課題の説明: 森岡さんの本を紹介する読書感想文の続きを、最後の文の後から書きなさい。

文書の抜粋:
***
実体験に裏打ちされた圧倒的な説得力、森岡さんが目の前で語りかけてくれているような臨場感がある、非常に熱くなる良書でした。読書体験の質は「どれだけ感情が揺さぶられたか」に大きく左右されます。いかに名著とされていても、なにも思うところがなければ、自分自身にとってはあまり意味がありません。そういう意味では、この本ととても質の高い読書体験をすることができました。

リーダーとして組織を率いる人はぜひ一度読んでみてほしいと思います。リーダーシップとは何なのか、どのように身に着けていけばいいのか…そういう悩みへのヒントが得られるはずです。
***
与えられた情報:
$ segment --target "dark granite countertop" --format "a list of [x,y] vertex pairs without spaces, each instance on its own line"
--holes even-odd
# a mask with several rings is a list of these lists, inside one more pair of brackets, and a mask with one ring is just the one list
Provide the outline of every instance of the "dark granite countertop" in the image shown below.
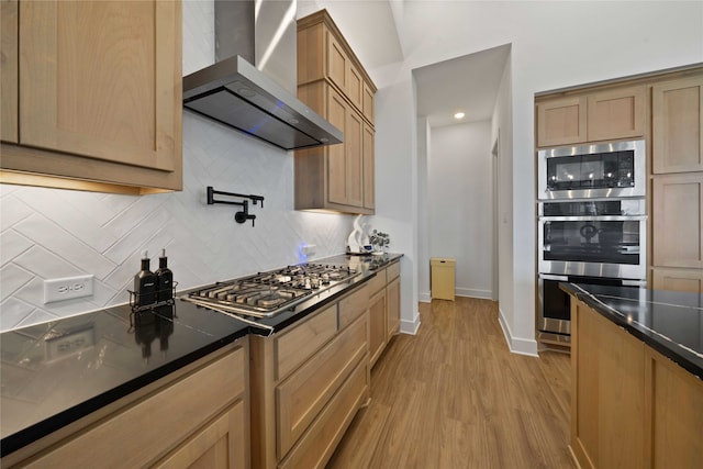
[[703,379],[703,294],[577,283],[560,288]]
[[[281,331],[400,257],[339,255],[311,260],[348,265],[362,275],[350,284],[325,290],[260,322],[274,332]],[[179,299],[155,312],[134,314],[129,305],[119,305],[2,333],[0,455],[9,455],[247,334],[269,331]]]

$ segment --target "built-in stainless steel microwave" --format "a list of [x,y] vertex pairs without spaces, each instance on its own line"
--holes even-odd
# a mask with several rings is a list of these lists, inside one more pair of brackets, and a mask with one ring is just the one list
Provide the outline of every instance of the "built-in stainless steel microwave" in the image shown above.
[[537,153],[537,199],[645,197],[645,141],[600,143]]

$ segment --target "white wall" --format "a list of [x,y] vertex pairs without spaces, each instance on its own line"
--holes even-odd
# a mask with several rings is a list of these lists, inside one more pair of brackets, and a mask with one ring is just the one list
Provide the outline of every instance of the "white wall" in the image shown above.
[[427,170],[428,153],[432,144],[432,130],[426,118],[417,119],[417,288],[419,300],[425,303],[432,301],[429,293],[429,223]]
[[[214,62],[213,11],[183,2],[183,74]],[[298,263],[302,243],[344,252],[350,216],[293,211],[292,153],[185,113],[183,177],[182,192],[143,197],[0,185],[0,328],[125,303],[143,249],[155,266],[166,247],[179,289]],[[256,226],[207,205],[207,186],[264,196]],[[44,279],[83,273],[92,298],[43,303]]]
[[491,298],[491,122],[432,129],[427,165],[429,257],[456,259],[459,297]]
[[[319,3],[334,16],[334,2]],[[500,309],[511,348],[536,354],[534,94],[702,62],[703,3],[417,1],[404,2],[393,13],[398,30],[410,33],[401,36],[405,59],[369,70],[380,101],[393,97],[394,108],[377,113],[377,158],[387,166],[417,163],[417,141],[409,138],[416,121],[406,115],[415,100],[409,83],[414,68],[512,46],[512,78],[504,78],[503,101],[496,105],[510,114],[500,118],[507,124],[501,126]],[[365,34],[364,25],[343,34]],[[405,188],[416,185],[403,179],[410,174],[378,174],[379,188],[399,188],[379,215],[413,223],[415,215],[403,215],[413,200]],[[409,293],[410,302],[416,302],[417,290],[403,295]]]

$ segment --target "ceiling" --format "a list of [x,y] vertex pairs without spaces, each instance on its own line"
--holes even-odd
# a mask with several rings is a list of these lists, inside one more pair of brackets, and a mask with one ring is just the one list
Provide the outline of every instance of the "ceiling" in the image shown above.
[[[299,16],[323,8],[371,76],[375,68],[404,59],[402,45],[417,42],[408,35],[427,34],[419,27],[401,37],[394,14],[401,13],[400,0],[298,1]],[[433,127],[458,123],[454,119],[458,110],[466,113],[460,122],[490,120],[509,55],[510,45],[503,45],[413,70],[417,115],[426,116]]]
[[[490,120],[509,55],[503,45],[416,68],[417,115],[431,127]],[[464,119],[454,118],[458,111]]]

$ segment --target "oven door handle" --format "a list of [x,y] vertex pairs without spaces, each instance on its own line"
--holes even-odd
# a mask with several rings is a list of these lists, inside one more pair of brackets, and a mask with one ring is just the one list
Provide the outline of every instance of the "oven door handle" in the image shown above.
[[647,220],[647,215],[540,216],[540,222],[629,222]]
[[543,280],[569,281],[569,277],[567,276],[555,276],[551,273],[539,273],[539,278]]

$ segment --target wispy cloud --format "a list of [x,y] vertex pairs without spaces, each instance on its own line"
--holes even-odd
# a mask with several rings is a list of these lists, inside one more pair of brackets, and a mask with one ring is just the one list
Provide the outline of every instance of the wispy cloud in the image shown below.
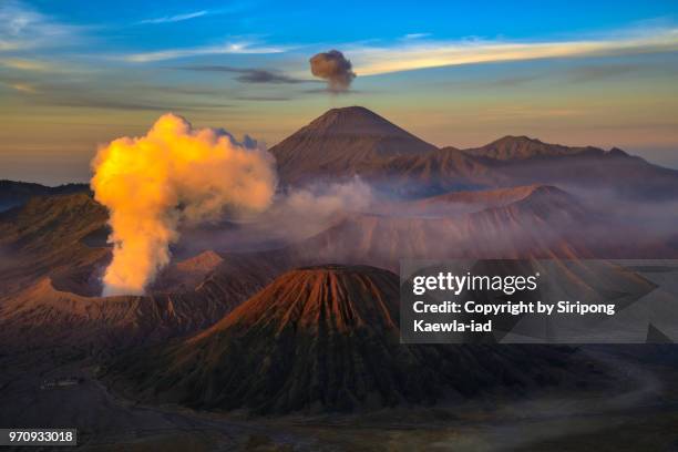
***
解答例:
森岡さんと自分を比べるのは僭越ですが、若干似たような経験をされているな…とも感じました。若手のときは「誰も自分の前を走らせない」「絶対に負けない」というスタイルで、とにかくゴリゴリ猪突猛進で仕事をこなされていたとのことです。もちろんこのスタイルでも結果は出るものの、なぜか後味があまりよくない…森岡さんはこのリーダーシップを「暗黒のリーダーシップ」と名付けていました。その後、紆余曲折ありながらリーダーシップへの知見を深めていかれ、最終的には「リーダーシップ = 人を本気にさせる力」というマインドになったとのことです。

この流れは、おそらくコンサルタントから事業会社のマネジメントへ転身された人も頷くところが多いのではないでしょうか。コンサルティングファームでは、基本的にみなプロフェッショナル意識が高く、ゴリゴリに働いてくれる人たちばかりなので、「人を本気にさせる」というポイントについて、そこまで深く悩むことはないのではないかと思います。それよりも、お客様との論点設計、スコープ管理、プロジェクトマネジメント、プレゼンテーション…というようなコンサルティング特有の各種マネジメントに腐心することが多いかと思います。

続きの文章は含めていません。